THE INPUT ::
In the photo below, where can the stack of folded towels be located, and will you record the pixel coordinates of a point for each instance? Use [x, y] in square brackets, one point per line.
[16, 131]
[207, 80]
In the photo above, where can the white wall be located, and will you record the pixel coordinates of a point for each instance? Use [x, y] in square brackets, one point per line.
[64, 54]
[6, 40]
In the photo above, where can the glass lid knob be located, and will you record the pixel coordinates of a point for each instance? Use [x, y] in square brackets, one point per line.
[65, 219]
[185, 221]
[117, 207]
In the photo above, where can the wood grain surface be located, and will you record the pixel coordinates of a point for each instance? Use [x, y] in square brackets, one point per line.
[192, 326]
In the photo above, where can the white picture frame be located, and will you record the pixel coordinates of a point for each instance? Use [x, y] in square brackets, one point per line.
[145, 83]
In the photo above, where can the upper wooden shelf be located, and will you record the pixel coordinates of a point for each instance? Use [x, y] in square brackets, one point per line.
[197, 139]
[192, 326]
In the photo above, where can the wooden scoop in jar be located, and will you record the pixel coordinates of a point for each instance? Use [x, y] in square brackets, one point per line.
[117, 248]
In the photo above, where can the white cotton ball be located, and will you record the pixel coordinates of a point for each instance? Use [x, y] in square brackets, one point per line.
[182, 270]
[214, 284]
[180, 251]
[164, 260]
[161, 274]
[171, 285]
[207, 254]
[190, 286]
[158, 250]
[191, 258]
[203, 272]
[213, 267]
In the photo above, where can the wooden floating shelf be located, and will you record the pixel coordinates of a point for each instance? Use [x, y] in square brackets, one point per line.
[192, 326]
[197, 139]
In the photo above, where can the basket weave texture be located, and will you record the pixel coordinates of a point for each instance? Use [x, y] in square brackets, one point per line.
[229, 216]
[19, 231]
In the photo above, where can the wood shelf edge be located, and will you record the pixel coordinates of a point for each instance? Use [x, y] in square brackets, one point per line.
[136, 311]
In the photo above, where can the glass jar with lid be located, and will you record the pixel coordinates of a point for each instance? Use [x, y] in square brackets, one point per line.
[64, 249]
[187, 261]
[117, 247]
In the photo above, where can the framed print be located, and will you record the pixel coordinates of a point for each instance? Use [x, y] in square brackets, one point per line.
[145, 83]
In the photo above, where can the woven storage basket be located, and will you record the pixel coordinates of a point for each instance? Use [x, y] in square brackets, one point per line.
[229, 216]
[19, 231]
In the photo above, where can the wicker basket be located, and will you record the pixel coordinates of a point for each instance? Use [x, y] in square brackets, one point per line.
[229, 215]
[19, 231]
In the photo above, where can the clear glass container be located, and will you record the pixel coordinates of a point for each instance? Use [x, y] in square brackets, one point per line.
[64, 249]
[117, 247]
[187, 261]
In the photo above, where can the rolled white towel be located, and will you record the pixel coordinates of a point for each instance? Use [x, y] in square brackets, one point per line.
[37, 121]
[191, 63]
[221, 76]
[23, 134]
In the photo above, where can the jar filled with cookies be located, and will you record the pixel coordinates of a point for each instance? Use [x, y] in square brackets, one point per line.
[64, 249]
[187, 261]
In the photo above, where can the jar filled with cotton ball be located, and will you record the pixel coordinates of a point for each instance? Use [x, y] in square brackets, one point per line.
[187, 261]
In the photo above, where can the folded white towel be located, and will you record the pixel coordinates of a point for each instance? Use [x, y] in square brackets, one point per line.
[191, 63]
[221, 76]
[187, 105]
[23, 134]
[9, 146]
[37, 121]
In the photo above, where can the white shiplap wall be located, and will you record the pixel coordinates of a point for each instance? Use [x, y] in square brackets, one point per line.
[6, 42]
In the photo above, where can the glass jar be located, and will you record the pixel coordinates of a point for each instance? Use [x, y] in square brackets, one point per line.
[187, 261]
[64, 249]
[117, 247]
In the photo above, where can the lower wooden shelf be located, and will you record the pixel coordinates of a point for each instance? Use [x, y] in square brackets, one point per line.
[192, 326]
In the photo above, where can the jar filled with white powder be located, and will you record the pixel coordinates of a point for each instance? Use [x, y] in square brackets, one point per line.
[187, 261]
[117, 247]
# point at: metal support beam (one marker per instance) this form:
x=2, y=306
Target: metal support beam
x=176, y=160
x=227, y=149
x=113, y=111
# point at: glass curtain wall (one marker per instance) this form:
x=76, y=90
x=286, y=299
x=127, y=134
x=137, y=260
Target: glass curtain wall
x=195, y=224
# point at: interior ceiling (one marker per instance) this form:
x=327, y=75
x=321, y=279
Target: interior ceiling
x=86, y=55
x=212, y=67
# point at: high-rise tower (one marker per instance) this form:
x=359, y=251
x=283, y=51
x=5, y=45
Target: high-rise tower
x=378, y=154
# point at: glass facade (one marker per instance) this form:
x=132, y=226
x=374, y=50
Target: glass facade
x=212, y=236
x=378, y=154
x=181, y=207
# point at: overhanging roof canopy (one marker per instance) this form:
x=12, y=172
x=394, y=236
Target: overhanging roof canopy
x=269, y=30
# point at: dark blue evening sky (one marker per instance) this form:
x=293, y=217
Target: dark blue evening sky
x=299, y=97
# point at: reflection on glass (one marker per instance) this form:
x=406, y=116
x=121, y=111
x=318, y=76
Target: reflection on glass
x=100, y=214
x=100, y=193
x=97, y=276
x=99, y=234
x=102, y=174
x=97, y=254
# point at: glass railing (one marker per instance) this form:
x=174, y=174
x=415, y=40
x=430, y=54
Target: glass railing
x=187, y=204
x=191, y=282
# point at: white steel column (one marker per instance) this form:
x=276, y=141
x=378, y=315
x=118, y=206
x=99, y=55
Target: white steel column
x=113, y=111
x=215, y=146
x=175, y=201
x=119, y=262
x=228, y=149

PROBLEM REQUIREMENTS ::
Quote every entry exactly.

EXPECTED ANSWER ::
In the photo below, where can the stack of folded towels be located, and will you record the pixel coordinates of a point for each instance? Use [x, y] in square brackets, one point per line.
[16, 131]
[207, 80]
In the photo above, where can the white wall be located, and will you record the pixel coordinates of a point for each instance? Use [x, y] in square brackets, one point per line.
[64, 54]
[6, 40]
In the photo above, where can the glass lid knob be located, and will you record the pixel coordinates of a point for each instance? Use [x, y] in square brackets, one point per line.
[65, 219]
[185, 221]
[117, 207]
In the photo above, where can the wood grain surface be located, and will you record the pixel coordinates of a point for each instance? Use [x, y] in square brackets, one point per line.
[192, 326]
In the photo above, where can the white picture frame be located, and will you record the pixel coordinates of a point for each instance? Use [x, y] in square brackets, one point per line.
[145, 83]
In the photo above, where can the upper wooden shelf be located, and will you record the pixel coordinates of a point for each instance? Use [x, y] in square brackets, one point per line.
[197, 139]
[192, 326]
In the photo above, where can the wooden scoop in jar be located, and will you record the pixel coordinates of a point for each instance? Use [x, y] in square brackets, one point per line.
[117, 248]
In the photo above, where can the white cotton ball be located, and will you record the pixel coordinates of a point for each instance? Use [x, y] in square brackets, one point per line.
[182, 270]
[214, 284]
[180, 251]
[164, 260]
[161, 274]
[171, 285]
[207, 254]
[190, 286]
[158, 250]
[191, 258]
[203, 272]
[213, 267]
In the photo above, where can the wooden floating shelf be located, and will you record the pixel coordinates of a point for each instance? Use [x, y] in square brackets, one point per line.
[192, 326]
[197, 139]
In the photo above, where can the basket weave texture be located, and will you record the pixel coordinates of a point for each instance? Use [x, y] in square brackets, one point per line.
[229, 216]
[19, 231]
In the photo above, where can the wood shelf edge be located, and will you record the pixel coordinates of a point for each instance? Use [x, y] in square brackets, one point per line.
[136, 311]
In the photo above, where can the glass jar with lid be located, and will you record the pixel coordinates of a point for each instance? Use [x, y] in square brackets, one point per line.
[64, 249]
[187, 261]
[117, 247]
In the photo above, where can the framed print be located, and will you record the pixel coordinates of a point for each instance? Use [x, y] in square brackets, one point per line.
[145, 83]
In the photo above, where can the woven storage basket be located, and will you record the pixel coordinates of a point for each instance? Use [x, y] in square brackets, one point per line.
[229, 216]
[19, 231]
In the photo above, where can the wicker basket be located, and will you record the pixel coordinates of a point for each instance? Use [x, y] in square brackets, one point per line.
[229, 215]
[19, 231]
In the photo above, where can the clear glass container be located, and will you record the pixel coordinates of a point for each instance? Use [x, y] in square brackets, one point per line.
[64, 249]
[117, 247]
[187, 261]
In the photo above, where can the rolled white towel be located, and will you record the pixel coordinates of a point for each instance? Use [x, y] in square brackets, one point per line.
[37, 121]
[191, 63]
[221, 76]
[23, 134]
In the photo above, where can the jar filled with cookies be located, and will you record the pixel coordinates of a point for each instance? Use [x, y] in square brackets, one point per line.
[64, 249]
[187, 261]
In the photo above, where can the jar filled with cotton ball be located, and will you record the pixel coordinates of a point for each instance? Use [x, y] in square brackets, one point per line.
[187, 261]
In the photo above, where can the folded white towel be located, and will you record the pixel coordinates of a point for each instance? Use [x, y] in square brackets, one point per line.
[191, 63]
[221, 76]
[187, 105]
[23, 134]
[9, 146]
[37, 121]
In the photo above, where can the white shiplap wall be located, and will you record the pixel coordinates of a point for each instance? Use [x, y] in square brackets, one point per line.
[6, 42]
In the photo above, where can the glass jar be located, and will you record the pixel coordinates of a point for each instance? Use [x, y] in square brackets, one point per line.
[187, 261]
[64, 249]
[117, 247]
In the photo above, where can the lower wooden shelf be located, and will you record the pixel coordinates of a point for each instance? Use [x, y] in square brackets, one point per line.
[192, 326]
In the photo above, where can the jar filled with white powder be located, and will you record the pixel coordinates of a point for each instance? Use [x, y] in square brackets, one point per line.
[187, 261]
[117, 247]
# point at: metal support beam (one marker per instance) this form:
x=2, y=306
Target: metal support beam
x=176, y=160
x=227, y=149
x=113, y=111
# point at: glass curtain wall (one marker per instance) this form:
x=76, y=90
x=286, y=299
x=127, y=134
x=137, y=260
Target: glass curtain wall
x=195, y=224
# point at: interior ceiling (one marker per instance) this form:
x=327, y=75
x=321, y=279
Target: interior ceiling
x=86, y=55
x=212, y=67
# point at: high-rise tower (one marker per instance) this form:
x=359, y=251
x=283, y=51
x=5, y=45
Target: high-rise tower
x=378, y=154
# point at: glass facade (one marker per instance) this form:
x=132, y=226
x=374, y=50
Target: glass facade
x=212, y=236
x=378, y=154
x=181, y=207
# point at: overhanging roof canopy (one marker per instance) this form:
x=12, y=172
x=394, y=236
Target: overhanging roof canopy
x=269, y=30
# point at: dark blue evening sky (one marker per instance) this form:
x=293, y=217
Target: dark blue evening sky
x=299, y=97
# point at: reflection on glass (one marker per instance) this form:
x=406, y=116
x=121, y=111
x=318, y=76
Target: reflection on glass
x=100, y=214
x=100, y=193
x=97, y=276
x=99, y=234
x=102, y=174
x=97, y=254
# point at: glass railing (one marker per instance) this form:
x=174, y=174
x=415, y=40
x=430, y=54
Target: glass railing
x=187, y=204
x=191, y=282
# point at: white steel column (one marker per instance) this form:
x=276, y=141
x=378, y=315
x=118, y=206
x=99, y=55
Target: white steel column
x=113, y=111
x=215, y=146
x=175, y=201
x=119, y=262
x=228, y=149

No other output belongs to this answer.